══ Fragmento citado

SAN BENITO.
Traigo a colación, en este
lunes de mayo, para mi glosario de las emociones, la fiesta de San Benito Abad
de El Cerro de Andévalo. Lo traigo porque hoy es el día grande de la Romería,
porque allá se juntan una serie de actitudes con una memoria de siglos a las
espaldas, siempre haciendo el discurrir de los ritos de igual manera que
antaño.
Se dan
la mano, en San Benito, lo ancestral y lo devocional, lo costumbrista y lo
lírico, la belleza y el arte. Lo de menos son los complementos que la adornan y
lo de más es la conservación de la historia tal como se viene escribiendo desde
tiempos inmemoriales. En aquel marco sobradamente exquisito, en aquella
planicie clara y limpia versan las jamugueras en danzas de folía y poleo, en
lucimiento de trajes de otra época que le dan un carácter singular y único. Lo
de menos es el número de caballos, lo de menos son los atavíos modernos, lo de
menos es la diversión. Reinan los regustos por la tradición, deleites por la estancia, una devoción
inequívocamente armoniosa y una protección enorme a su tesoro para evitar
contaminaciones de otros festejos. Tal como se hiciera siempre, se hace ahora.

════
══ Registros dados

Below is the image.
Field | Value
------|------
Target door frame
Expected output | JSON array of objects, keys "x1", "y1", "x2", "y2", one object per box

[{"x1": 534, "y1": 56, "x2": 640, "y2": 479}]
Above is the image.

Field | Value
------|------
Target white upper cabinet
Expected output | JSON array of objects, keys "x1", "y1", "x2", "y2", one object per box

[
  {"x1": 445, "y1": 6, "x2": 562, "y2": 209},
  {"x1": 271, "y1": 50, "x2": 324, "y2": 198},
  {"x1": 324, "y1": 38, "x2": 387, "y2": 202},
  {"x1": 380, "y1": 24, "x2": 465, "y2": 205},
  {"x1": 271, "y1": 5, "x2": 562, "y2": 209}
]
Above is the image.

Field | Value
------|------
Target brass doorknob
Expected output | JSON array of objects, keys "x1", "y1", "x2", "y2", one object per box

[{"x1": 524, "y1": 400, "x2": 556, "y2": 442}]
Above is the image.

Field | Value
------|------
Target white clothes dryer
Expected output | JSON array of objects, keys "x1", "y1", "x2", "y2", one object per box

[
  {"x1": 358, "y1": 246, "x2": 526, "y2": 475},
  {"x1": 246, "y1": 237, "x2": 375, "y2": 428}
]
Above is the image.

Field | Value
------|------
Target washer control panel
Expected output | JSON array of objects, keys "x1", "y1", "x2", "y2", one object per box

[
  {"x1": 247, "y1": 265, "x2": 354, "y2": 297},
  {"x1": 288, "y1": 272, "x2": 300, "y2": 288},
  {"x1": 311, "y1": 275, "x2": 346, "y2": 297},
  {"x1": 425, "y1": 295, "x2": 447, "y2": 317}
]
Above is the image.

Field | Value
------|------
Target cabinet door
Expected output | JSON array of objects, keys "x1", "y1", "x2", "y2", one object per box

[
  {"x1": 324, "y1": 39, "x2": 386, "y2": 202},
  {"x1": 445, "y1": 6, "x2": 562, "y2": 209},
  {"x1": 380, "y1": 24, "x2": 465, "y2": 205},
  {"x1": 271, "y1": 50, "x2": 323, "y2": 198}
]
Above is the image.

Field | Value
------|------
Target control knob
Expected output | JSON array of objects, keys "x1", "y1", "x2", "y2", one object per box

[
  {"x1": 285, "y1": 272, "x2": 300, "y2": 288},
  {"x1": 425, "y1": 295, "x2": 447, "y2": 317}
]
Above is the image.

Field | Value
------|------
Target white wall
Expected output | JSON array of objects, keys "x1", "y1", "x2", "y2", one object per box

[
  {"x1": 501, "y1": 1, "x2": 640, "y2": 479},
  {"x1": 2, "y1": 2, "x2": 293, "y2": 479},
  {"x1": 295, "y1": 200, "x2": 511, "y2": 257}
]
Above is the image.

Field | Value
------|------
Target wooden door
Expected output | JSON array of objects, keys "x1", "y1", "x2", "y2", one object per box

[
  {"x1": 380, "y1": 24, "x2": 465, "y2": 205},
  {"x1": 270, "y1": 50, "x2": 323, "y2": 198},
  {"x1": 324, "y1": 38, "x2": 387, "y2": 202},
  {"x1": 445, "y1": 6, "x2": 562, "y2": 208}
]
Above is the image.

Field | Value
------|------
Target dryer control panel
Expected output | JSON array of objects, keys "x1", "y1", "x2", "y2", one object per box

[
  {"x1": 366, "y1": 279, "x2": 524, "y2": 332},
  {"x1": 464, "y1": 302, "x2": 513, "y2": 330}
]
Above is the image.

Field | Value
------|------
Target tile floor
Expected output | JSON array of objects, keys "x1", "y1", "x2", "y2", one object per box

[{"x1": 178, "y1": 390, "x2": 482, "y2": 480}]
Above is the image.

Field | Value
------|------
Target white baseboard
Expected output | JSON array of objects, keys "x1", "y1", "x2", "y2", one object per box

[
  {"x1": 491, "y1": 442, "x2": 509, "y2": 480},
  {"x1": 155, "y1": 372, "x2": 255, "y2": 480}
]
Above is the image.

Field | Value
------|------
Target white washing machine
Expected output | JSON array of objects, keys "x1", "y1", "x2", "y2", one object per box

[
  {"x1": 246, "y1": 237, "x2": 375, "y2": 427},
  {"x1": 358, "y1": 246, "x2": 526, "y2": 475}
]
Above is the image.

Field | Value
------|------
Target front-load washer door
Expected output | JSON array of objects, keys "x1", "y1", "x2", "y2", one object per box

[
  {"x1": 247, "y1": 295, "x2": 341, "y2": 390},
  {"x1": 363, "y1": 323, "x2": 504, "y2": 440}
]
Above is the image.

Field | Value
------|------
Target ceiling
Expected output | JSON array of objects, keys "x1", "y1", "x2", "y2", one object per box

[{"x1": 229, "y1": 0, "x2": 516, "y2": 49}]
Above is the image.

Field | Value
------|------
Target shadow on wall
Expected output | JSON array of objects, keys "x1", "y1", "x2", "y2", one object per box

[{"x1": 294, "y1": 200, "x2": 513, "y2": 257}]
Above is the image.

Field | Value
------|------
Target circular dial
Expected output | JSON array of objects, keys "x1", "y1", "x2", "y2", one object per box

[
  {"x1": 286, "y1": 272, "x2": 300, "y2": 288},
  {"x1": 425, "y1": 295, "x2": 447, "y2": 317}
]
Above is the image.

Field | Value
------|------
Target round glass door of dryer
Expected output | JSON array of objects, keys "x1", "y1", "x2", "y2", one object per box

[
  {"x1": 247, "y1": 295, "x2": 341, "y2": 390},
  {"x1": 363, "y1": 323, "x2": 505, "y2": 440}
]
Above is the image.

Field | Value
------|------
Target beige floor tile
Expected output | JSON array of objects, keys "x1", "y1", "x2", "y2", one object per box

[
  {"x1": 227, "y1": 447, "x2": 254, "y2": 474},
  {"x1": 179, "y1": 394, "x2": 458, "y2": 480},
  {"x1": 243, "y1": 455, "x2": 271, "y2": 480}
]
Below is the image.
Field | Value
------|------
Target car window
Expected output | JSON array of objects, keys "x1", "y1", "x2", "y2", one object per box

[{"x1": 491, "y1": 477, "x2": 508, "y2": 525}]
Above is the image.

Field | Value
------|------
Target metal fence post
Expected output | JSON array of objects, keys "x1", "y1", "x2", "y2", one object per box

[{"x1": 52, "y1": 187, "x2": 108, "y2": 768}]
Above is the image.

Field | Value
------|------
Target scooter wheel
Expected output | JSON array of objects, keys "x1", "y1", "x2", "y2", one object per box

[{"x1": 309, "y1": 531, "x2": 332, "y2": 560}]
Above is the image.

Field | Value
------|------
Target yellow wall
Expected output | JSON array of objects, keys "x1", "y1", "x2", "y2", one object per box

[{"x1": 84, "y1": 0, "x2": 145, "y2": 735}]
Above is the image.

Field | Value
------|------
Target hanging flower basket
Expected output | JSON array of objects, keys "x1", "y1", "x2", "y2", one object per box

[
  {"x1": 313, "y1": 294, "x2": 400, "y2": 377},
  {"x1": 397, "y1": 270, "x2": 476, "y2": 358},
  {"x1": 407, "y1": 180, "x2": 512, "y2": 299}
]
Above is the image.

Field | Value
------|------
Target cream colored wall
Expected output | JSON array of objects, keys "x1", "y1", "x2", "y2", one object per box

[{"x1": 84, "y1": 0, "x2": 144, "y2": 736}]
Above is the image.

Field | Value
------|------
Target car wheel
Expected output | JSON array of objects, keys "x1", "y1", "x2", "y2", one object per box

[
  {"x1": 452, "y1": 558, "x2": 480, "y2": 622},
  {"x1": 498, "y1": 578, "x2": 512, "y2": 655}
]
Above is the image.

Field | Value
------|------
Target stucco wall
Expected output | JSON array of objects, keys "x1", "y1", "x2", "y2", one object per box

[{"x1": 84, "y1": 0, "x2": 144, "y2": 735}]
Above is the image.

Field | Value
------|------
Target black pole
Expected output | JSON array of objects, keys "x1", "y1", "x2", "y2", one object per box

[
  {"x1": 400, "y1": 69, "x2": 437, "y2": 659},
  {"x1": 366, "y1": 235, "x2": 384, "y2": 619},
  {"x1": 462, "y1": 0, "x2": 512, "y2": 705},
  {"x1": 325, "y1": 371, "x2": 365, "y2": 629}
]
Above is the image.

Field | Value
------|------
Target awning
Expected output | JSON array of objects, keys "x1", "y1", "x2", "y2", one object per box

════

Tarea A:
Responde con lo que dice el texto sobre la romería de San Benito:
(i) ¿En qué pueblo se celebra la fiesta de San Benito Abad?
(ii) ¿En qué día de la semana y en qué mes dice el autor que escribe?
(iii) ¿En qué danzas versan las jamugueras?
Tarea B: Continúa el texto sobre la romería de San Benito a partir de su última frase.

Resultado A:
(i) En El Cerro de Andévalo.
(ii) En un lunes de mayo.
(iii) En danzas de folía y poleo.

Resultado B:
Y todo se enmarca en el lindo paraje donde las gentes ejercen su predilección
por el agasajo y la hospitalidad.
Todo
sencillo y todo grande, todo respetando la configuración de los antepasados
como mejor tributo a la costumbre, que allá se hace hasta con la propia vida.
Y aún,
a estas alturas, nos acercamos y nos sorprendemos. Unos porque encuentran esa
parte del siglo XV incrustada en esta época y se respira un aire sabio, otros
porque nunca tuvieron la curiosidad por vivirlo y les parece un descubrimiento
nuevo, pero está allá, ya digo, desde el siglo indicado. San Benito, en El
Cerro, es de esos lugares a los que nos debe obligar la vida acudir alguna vez.
Porque además de todo también es un misterio y merece la pena comprenderlo.